Provided text:

9-22-85    8:15 a.m.



And we no less thank God for the multitudes of you who share this hour on radio.  This is the pastor of the First Baptist Church in Dallas.  The message is entitled For Their Sakes I Sanctify Myself.  It is from the high priestly prayer of our Lord in John chapter 17, and this verse of His commitment, verse 19.  This prayer of our Savior is found only in the Gospel of John [John 17:1-26].  He was the closest to the heart of our Savior. He leaned on the breast of our Lord [John 13:23-25, 21:20].  In deep contemplation through the years and the years, he saw the outworking of the will of God in the life of Jesus.   And a reflection of that commitment is found in this prayer.  John 17:19, “And for their sakes I sanctify Myself, that they also might be sanctified.” 

For the most part, our definition of the word “sanctify,” “sanctification,” is the gradual overcoming and riddance of sin.  The impossibility of such a definition is found in this prayer of our Lord, “For their sakes I sanctify Myself” [John 17:19].  There is no approach to a gradual overcoming of sin in the life of our Lord, for He was sinless [Hebrews 4:15]. When He says, “Therefore, I sanctify Myself,” we must have a wrong definition of the word sanctification.  

And that becomes very apparent when we look at the word in the original Greek language and in the original Hebrew language; and in both languages the words used are identical in meaning.  In Greek the word is hagiazō, and in Hebrew the word is qadosh, and both of them mean “to dedicate to the service of the Lord.” The word qadosh in Hebrew is plainly illustrated in the last chapter of the Book of Leviticus.   Leviticus 27:

  • In verse 9: “If a beast be sanctified unto the Lord” [Leviticus 27:9].
  • In verse 14: “When a man shall sanctify his house,” the building, “to the Lord.”
  • In verse 16: “If a man shall sanctify unto the Lord a field.”
  • And in verse 30: “All the tithe is sanctified unto the Lord.”


Qadosh: dedicated, set apart for the Lord.

In the thirteenth chapter of the Book of Exodus, the word is used for the first time in the Bible. “And the Lord spake unto Moses, saying, Sanctify unto Me all the firstborn, whatsoever openeth the womb among the children of Israel, whether a man or a beast; it is Mine” [Exodus 13:1-2].  It is sanctified unto the Lord.  The firstborn belonged to God.  Verse 12 repeats it: “Thou shalt set apart unto the Lord all that openeth the matrix, and every firstling that cometh of a beast which thou hast; all the males shall be the Lord’s” [Exodus 13:12].  To sanctify, then, means to dedicate to the use and the service of God, to set apart for the Lord.

As we read through the Mosaic law, the first time that word was used was when the death angel passed over Egypt and all the firstborn died unless they were under the Passover blood [Exodus 12:7, 12, 22-23].  And in remembrance of that awesome night of judgment and of deliverance, God said, “The firstborn belongs to Me” [Exodus 13:2].  Later on, the tribe of Levi was substituted for the firstborn of Israel, and the tribe of Levi was set aside and sanctified for the service of God.  They had no inheritance in the Promised Land [Numbers 18:20-24].  The Lord was their inheritance, and they were substituted, sanctified, set apart for the work of God in behalf and instead of the firstborn in the land [Deuteronomy 10:8-9; Joshua 13:14, 33].

Things to do:
a) In the sermon, which tribe took the place of the firstborn of Israel and was set apart for God's service?
b) Reproduce the part of the sermon between "As we read through" and "Joshua 13:14, 33].", inclusive.

Recorded information:
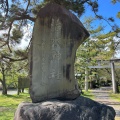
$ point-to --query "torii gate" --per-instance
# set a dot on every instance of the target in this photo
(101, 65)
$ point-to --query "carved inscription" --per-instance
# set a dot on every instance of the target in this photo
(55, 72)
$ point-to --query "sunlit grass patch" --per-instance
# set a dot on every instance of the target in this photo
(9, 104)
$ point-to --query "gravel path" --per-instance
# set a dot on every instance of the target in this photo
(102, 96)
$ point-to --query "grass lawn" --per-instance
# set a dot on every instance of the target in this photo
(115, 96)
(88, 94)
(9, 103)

---

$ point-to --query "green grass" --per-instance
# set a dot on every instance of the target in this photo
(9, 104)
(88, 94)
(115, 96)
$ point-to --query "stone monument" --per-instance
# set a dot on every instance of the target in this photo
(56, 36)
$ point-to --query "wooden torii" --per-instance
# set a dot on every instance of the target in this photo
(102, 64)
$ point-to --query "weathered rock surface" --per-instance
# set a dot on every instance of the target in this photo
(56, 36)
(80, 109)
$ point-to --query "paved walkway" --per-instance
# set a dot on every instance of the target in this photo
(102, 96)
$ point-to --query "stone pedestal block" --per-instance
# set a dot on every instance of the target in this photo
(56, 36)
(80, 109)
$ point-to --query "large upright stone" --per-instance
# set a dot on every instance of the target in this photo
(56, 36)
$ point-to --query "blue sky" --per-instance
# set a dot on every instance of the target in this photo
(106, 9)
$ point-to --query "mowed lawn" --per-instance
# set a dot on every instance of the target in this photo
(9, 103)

==

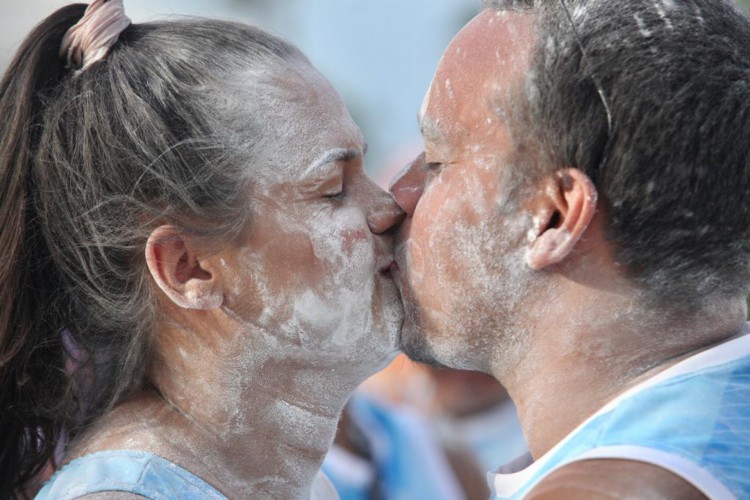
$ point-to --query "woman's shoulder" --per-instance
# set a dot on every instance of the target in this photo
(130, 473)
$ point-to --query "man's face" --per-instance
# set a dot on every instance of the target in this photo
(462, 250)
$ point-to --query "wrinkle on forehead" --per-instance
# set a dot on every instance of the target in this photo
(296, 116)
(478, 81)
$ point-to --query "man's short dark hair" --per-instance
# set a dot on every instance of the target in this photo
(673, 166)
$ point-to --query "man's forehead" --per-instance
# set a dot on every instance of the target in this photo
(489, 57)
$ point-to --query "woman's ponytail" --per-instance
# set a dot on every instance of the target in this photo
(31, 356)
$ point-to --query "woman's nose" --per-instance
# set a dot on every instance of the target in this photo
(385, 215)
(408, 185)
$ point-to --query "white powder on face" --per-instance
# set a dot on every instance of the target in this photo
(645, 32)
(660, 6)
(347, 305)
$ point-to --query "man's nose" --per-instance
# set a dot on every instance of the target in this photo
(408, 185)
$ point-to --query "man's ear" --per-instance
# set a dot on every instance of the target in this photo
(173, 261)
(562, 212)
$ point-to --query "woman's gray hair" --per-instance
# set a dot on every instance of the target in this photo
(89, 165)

Expected results:
a) The tribe of Levi.

b)
As we read through the Mosaic law, the first time that word was used was when the death angel passed over Egypt and all the firstborn died unless they were under the Passover blood [Exodus 12:7, 12, 22-23].  And in remembrance of that awesome night of judgment and of deliverance, God said, “The firstborn belongs to Me” [Exodus 13:2].  Later on, the tribe of Levi was substituted for the firstborn of Israel, and the tribe of Levi was set aside and sanctified for the service of God.  They had no inheritance in the Promised Land [Numbers 18:20-24].  The Lord was their inheritance, and they were substituted, sanctified, set apart for the work of God in behalf and instead of the firstborn in the land [Deuteronomy 10:8-9; Joshua 13:14, 33].